__TO BE DONE__: Format the lines below as a Markdown table with the columns Row and Line, giving each line a row number and leaving out blank lines. Begin at the line that has "If you could tag every instance of the gorilla's eye" and stop after the line that has "point(431, 355)", with no other lines included.

__EXTRACTED DATA__:
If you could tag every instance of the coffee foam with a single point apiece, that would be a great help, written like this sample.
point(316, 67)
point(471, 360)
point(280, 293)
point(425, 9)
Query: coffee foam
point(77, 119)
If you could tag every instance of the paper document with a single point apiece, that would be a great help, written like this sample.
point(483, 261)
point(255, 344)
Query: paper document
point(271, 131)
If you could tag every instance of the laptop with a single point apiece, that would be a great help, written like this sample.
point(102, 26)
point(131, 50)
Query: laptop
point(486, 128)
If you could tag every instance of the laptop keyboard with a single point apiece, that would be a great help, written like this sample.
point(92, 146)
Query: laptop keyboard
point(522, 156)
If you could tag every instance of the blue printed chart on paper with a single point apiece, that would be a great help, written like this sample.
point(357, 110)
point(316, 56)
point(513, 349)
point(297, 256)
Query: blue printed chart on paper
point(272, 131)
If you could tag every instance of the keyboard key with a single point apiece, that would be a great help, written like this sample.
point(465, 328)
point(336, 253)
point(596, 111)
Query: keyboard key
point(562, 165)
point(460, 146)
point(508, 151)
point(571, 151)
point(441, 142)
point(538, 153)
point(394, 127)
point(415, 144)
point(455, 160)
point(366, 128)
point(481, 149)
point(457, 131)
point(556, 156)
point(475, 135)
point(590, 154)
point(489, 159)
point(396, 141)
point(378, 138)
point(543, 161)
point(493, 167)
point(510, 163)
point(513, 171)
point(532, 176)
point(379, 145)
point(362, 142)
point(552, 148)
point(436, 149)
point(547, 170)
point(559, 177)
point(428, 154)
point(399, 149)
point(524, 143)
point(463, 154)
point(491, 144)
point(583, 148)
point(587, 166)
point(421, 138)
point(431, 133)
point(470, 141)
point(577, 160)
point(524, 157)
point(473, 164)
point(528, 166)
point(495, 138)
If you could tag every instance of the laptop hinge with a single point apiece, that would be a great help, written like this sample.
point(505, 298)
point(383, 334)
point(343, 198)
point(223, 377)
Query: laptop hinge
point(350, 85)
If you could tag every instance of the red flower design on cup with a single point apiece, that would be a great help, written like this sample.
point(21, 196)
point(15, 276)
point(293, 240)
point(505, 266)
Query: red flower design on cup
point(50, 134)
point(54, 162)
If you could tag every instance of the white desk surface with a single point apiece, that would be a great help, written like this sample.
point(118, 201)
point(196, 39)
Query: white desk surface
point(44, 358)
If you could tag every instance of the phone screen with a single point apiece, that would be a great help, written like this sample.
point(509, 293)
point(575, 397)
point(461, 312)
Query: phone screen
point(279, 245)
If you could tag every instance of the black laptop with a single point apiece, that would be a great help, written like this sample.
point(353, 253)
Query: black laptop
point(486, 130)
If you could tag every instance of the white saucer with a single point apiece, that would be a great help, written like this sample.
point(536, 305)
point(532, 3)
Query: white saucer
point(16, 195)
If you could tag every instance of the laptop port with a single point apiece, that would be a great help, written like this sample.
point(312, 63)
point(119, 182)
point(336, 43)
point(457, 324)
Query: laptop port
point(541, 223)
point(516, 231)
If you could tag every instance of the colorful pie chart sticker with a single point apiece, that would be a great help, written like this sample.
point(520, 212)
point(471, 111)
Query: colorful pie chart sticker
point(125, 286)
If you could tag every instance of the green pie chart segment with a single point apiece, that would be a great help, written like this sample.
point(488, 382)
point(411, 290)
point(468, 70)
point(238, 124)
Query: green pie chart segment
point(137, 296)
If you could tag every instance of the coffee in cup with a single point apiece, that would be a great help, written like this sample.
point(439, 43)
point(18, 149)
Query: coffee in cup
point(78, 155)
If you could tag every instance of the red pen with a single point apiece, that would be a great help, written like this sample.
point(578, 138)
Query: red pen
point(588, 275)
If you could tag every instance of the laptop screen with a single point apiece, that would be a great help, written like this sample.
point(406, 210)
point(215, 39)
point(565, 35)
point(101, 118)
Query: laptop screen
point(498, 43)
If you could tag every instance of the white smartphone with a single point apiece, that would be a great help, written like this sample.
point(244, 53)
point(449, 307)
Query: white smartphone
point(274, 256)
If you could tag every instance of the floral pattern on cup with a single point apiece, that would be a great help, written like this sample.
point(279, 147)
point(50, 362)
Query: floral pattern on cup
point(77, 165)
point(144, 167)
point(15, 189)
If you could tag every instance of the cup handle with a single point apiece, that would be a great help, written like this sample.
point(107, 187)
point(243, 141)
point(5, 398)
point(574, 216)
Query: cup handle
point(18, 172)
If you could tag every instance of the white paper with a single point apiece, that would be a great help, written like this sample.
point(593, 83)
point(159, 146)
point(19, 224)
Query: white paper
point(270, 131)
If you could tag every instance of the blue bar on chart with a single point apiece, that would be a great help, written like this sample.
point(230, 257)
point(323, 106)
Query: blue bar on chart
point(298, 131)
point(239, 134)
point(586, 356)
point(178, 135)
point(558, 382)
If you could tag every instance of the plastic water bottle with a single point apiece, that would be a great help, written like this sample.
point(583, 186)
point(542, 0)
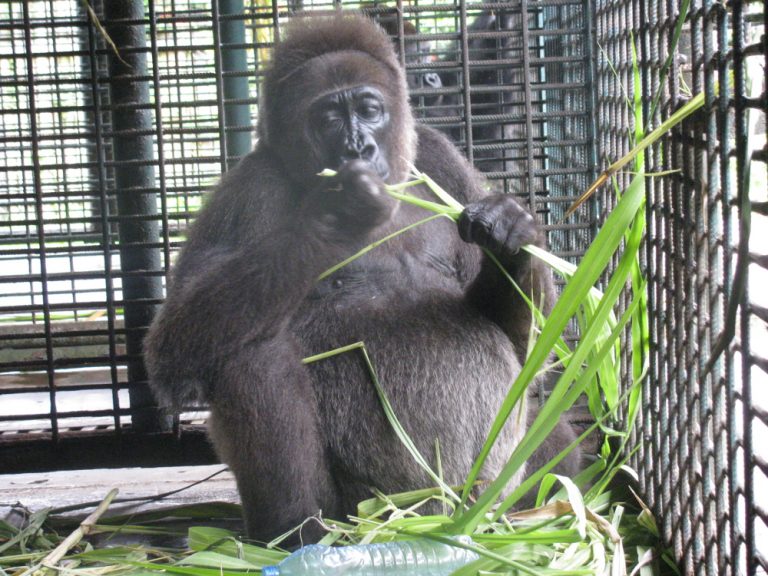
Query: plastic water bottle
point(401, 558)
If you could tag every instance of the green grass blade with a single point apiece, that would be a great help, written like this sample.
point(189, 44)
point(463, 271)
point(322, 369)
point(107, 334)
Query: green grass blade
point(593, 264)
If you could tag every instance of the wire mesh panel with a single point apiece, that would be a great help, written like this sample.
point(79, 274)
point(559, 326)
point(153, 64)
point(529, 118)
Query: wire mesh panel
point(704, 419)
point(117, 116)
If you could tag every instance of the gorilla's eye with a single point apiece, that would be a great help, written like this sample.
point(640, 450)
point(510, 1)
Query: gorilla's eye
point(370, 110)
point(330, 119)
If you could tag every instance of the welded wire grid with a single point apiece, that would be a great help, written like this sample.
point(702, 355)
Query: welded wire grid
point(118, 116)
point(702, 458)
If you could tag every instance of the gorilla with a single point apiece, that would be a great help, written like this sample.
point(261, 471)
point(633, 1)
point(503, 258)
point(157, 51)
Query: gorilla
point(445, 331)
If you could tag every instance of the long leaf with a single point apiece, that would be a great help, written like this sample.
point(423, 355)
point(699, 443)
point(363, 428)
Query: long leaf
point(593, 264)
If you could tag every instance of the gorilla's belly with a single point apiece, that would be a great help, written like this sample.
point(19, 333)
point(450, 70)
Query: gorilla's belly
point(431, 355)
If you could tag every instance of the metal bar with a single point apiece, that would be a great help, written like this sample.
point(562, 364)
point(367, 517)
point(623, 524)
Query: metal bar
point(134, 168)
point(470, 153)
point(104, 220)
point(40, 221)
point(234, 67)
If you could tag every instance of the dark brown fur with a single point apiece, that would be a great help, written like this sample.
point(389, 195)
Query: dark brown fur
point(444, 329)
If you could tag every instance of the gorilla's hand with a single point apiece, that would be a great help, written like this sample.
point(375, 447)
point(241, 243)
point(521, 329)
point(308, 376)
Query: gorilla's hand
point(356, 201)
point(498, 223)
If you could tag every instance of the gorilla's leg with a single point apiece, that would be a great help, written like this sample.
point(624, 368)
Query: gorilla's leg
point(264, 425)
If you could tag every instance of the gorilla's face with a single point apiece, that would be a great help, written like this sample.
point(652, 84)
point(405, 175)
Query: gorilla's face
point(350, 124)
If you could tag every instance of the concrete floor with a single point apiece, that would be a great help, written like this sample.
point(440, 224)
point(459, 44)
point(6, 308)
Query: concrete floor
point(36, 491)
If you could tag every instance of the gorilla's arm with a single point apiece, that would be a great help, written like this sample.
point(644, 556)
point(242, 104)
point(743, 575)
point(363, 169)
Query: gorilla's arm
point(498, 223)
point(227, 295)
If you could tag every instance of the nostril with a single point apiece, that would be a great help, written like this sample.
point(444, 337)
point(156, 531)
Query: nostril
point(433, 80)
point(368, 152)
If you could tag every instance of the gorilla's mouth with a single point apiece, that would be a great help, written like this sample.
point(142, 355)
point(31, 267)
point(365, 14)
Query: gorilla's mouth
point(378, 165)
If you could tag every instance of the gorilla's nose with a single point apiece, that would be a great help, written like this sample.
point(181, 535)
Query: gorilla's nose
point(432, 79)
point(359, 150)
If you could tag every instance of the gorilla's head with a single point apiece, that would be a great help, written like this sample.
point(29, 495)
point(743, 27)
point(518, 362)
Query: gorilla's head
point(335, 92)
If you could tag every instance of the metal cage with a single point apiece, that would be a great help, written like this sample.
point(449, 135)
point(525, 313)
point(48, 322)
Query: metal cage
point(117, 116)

==

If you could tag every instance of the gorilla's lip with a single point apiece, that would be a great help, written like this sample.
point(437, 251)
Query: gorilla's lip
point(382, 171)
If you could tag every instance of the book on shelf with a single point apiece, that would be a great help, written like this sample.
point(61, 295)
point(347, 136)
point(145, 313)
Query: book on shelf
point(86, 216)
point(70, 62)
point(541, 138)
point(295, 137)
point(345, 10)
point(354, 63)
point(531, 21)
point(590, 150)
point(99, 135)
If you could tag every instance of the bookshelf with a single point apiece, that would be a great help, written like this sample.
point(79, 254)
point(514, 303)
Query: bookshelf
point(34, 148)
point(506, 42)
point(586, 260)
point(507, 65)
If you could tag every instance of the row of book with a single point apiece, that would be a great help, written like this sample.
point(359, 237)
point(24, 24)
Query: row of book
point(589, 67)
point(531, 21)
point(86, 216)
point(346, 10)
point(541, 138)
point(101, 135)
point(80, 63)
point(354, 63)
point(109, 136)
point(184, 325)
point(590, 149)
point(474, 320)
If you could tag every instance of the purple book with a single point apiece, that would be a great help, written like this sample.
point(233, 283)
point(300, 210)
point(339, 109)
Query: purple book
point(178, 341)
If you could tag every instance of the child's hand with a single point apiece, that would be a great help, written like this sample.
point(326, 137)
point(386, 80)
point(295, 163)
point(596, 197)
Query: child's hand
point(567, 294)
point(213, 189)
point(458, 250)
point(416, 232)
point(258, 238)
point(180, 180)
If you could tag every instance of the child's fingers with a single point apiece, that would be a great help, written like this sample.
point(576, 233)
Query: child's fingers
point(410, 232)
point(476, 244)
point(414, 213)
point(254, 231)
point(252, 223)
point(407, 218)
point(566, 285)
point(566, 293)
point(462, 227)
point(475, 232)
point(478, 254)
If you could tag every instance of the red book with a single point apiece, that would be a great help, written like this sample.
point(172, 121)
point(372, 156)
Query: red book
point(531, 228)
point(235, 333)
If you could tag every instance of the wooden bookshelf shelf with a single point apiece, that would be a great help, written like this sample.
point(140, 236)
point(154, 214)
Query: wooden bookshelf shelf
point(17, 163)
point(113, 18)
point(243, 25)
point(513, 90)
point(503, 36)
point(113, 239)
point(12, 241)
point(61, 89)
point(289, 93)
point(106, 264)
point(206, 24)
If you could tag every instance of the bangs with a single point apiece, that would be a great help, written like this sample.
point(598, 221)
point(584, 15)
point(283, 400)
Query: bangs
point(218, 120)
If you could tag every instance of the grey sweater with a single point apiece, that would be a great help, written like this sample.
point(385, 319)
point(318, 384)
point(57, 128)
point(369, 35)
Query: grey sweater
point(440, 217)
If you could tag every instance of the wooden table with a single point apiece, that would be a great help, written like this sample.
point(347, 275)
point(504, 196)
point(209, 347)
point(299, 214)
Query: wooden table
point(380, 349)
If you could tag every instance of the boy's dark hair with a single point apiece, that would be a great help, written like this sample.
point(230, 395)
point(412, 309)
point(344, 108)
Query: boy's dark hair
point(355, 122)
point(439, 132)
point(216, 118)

...

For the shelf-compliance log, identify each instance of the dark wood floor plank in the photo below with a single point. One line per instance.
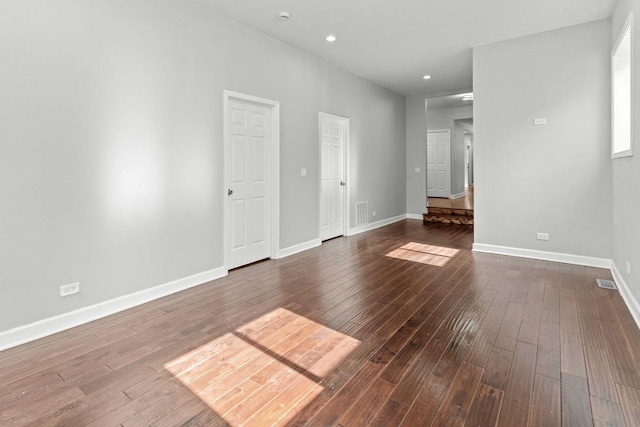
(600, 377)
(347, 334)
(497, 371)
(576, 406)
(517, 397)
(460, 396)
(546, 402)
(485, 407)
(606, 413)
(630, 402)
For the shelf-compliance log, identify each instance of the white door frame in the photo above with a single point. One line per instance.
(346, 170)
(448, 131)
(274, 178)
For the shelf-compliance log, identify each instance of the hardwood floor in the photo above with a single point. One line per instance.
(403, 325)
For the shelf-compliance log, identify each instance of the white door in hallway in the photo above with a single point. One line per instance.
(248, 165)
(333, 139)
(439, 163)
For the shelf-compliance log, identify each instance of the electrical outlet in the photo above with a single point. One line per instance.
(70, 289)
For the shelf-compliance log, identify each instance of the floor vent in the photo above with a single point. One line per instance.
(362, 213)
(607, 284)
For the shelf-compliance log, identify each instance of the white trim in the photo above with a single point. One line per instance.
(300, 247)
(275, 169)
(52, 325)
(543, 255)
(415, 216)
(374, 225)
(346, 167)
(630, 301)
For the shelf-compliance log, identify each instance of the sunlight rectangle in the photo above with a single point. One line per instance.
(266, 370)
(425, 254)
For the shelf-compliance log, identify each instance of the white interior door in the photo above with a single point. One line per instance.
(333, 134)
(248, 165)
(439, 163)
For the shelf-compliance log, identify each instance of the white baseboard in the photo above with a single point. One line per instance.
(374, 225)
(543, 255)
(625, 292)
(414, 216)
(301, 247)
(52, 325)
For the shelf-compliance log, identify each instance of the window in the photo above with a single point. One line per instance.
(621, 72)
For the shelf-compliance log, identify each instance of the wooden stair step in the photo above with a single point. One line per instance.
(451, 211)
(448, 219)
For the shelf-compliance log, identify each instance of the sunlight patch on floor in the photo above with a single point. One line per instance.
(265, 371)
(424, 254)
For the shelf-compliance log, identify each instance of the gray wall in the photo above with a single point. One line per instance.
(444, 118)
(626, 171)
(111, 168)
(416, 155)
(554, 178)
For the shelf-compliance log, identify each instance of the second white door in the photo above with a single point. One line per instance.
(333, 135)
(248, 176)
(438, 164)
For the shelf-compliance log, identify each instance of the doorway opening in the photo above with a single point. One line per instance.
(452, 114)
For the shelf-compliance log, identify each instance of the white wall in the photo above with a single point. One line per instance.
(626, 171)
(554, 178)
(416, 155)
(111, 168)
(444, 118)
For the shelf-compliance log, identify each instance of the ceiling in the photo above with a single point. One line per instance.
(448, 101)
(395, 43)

__COMPLETED EXERCISE__:
| Row | Line |
|---|---|
| 1 | If you could tag every instance of the gorilla's eye with a single point apiece, that would be a great help, written like this sample. |
| 2 | point(640, 450) |
| 3 | point(510, 1) |
| 4 | Query: gorilla's eye |
| 5 | point(370, 110) |
| 6 | point(330, 119) |
| 7 | If you could tag every instance of the welded wire grid with a single point apiece, that would be a great help, written like this sample. |
| 8 | point(702, 355) |
| 9 | Query: welded wire grid |
| 10 | point(118, 116) |
| 11 | point(702, 458) |
| 12 | If you could tag every instance of the gorilla with a single point apiece, that would be a great help, written like this sample. |
| 13 | point(261, 471) |
| 14 | point(633, 1) |
| 15 | point(503, 258) |
| 16 | point(157, 51) |
| 17 | Query: gorilla |
| 18 | point(445, 331) |
| 19 | If you could tag every instance of the long leaf with a single point apiece, that would be a great help, written like this sample. |
| 20 | point(423, 355) |
| 21 | point(699, 443) |
| 22 | point(363, 428) |
| 23 | Query: long leaf |
| 24 | point(593, 264) |
| 25 | If you could tag every instance of the gorilla's belly with a single point apiece, that would be a great help, written like this sample. |
| 26 | point(19, 333) |
| 27 | point(450, 70) |
| 28 | Query: gorilla's belly |
| 29 | point(431, 355) |